■ Problem set
1. Can you edit the Commons exchange on holocaust education, starting at "I hope that" and ending at "the national curriculum.", so that "national curriculum" becomes "school curriculum"?
2. Do these statements agree with the Commons exchange on holocaust education? Answer yes or no for each, and quote the words that decide it.
(a) The funding announced is £4.65 million for the next three years.
(b) Ed Balls has gone on one of the trips to Auschwitz-Birkenau himself.
(c) Teaching of the holocaust is compulsory for all young people at key stage 3.
3. Could you carry on the Commons exchange on holocaust education from the point where it stops?

╭─ Document passage

The Secretary of State for Children, Schools and Families (Ed Balls): More than 1,500 students have now had the opportunity to visit the concentration camps at Auschwitz-Birkenau as a result of the work of the Holocaust Educational Trust and to build on the learning that they have received through the national curriculum about the horrors of the holocaust and the lessons that we should learn from it. I can announce today that we will allocate £4.65 million for the next three years to ensure that that work can continue. I can also reassure my hon. Friend that a proper evaluation of the funding on those trips, as well as of their impact on young peoples citizenship and their understanding of the world, will be built into the HETs work as part of that three-year funding.
Gordon Banks: I thank my right hon. Friend for that welcome answer. I have visited Auschwitz-Birkenau with school pupils from my constituency, and I stress to my right hon. Friend the importance of urging the devolved regions of the UK to put funding in place, too. Will he do that whenever it is appropriate? Will he also take this opportunity to dispel the rumour that the holocaust will be removed from the curriculum, for which my right hon. Friend is responsible?
Ed Balls: On my hon. Friends first point, I have not had the opportunity to go on one of those trips although my hon. Friend the Minister for Schools and Learners has. In my constituency, I ran a competition in which young people had to write an essay and the prize was to go on one of the trips. I have seen first hand, as has my hon. Friend the Member for Ochil and South Perthshire (Gordon Banks), the great impact that such trips can have, not only on those young people but on the whole school when they report back about the horrors that they saw. Our young people are learning lessons about tolerance and mutual respect for 21st century Britain from those visits.
I hope that all the constituent parts of the UK will use the funding available. The £4.65 million for England clearly has Barnett consequentials in this area for the devolved countries. I hope and expect that they will ensure that such visits are available for all young people across the four constituent parts of the UK.
As for my hon. Friends final point, let me take this opportunity to dispel that internet myth. The teaching of the holocaust is compulsory in the national curriculum for all young people at key stage 3 and it will remain a compulsory part of teaching in the national curriculum under this partyand I am sure that it would remain so under all parties in this House. The holocaust is an issue that must be learned about, studied and reflected on by all our young people. It will stay in the national curriculum.
Mrs. Louise Ellman (Liverpool, Riverside) (Lab/Co-op): I am pleased to be a council member of the Holocaust Educational Trust, and I commend the Government for their support for this important programme. The incident at the King Fahad academy shows that anti-Semitic messages of hate are still circulating in our schools. What steps is my right hon. Friend taking to deal with that important issue?
Ed Balls: The fact is that bullying and any other kind of exploitation of difference, whether that happens on racial, religious or gender grounds, is wrong. Schools have a duty to act to stamp it out. That includes that particular school. Like all schools, it should take action when necessary. We have an inspection regime that is designed to ensure that that guidance on schools obligations is put into action. My hon. Friend the Minister for Schools and Learners has raised the issue with the inspectorate. We will consider the issue carefully when we see the results. Bullying of any kind, including anti-Semitic bullying, is wrong and should not be tolerated in a society such as ours.

╰─
╭─ Source data

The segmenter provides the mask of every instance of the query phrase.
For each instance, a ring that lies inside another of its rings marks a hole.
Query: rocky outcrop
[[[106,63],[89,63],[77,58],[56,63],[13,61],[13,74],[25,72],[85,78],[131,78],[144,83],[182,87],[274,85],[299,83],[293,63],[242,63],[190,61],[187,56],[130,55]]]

╰─

■ Responses in order
1.
I hope that all the constituent parts of the UK will use the funding available. The £4.65 million for England clearly has Barnett consequentials in this area for the devolved countries. I hope and expect that they will ensure that such visits are available for all young people across the four constituent parts of the UK.
As for my hon. Friends final point, let me take this opportunity to dispel that internet myth. The teaching of the holocaust is compulsory in the school curriculum for all young people at key stage 3 and it will remain a compulsory part of teaching in the school curriculum under this partyand I am sure that it would remain so under all parties in this House. The holocaust is an issue that must be learned about, studied and reflected on by all our young people. It will stay in the school curriculum.

2.
(a) Yes: "we will allocate £4.65 million for the next three years"
(b) No: "I have not had the opportunity to go on one of those trips"
(c) Yes: "The teaching of the holocaust is compulsory in the national curriculum for all young people at key stage 3"

3.
The Minister for Schools and Learners (Jim Knight): Research carried out in 2006 found that 70 per cent. of primary schools are teaching languages. That figure is up from 44 per cent. in 2003. The hon. Gentleman will know that I visited Surrey Square junior school in his constituency last December to see the excellent language teaching that goes on there. I am sorry that he was unable to join me on that occasion, and I look forward to his next question.
Simon Hughes: Southwark has a very good record of about three quarters of our primary schools teaching modern languages. Given that there has been a genuine increase in primary schools teaching modern languages, but that the number of pupils in England studying modern languages in secondary schools up to GCSE has dropped below 50 per cent., and that we are genuinely short of modern language teachers, how will we ensure that we have enough qualified teachers to give the interest and expertise at primary level that lead our youngsters to do modern languages at secondary level, too?
Jim Knight: On the day that I visited Surrey Square junior school, I also announced a 20 per cent. increase in funding for language learning. Part of that is to continue the initial teacher training in specialist language learning for primary schools. We have trained an extra 3,000 primary school teachers in language learning in the past three years. We need to continue that as we build up to the compulsion that we announced for primary language learning in the childrens plan, which comes into effect from 2011.
Sir Patrick Cormack (South Staffordshire) (Con): Would the Minister accept that the alarming illiteracy figures suggest that the one language that is not necessarily taught as rigorously as it should be in schools is English?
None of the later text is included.